> Written problem: Copy the rows below word for word.

* START Provided data *

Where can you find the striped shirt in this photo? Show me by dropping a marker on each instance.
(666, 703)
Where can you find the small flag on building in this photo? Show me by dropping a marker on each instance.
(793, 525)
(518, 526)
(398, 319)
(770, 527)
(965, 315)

* END Provided data *

> Exercise solution:
Where can you find the striped shirt in this photo? Show me by dropping a marker on each instance.
(666, 703)
Where can you find the small flag on building in this photo? Show me by dropping a marker on each instance.
(793, 525)
(518, 526)
(398, 319)
(770, 527)
(965, 315)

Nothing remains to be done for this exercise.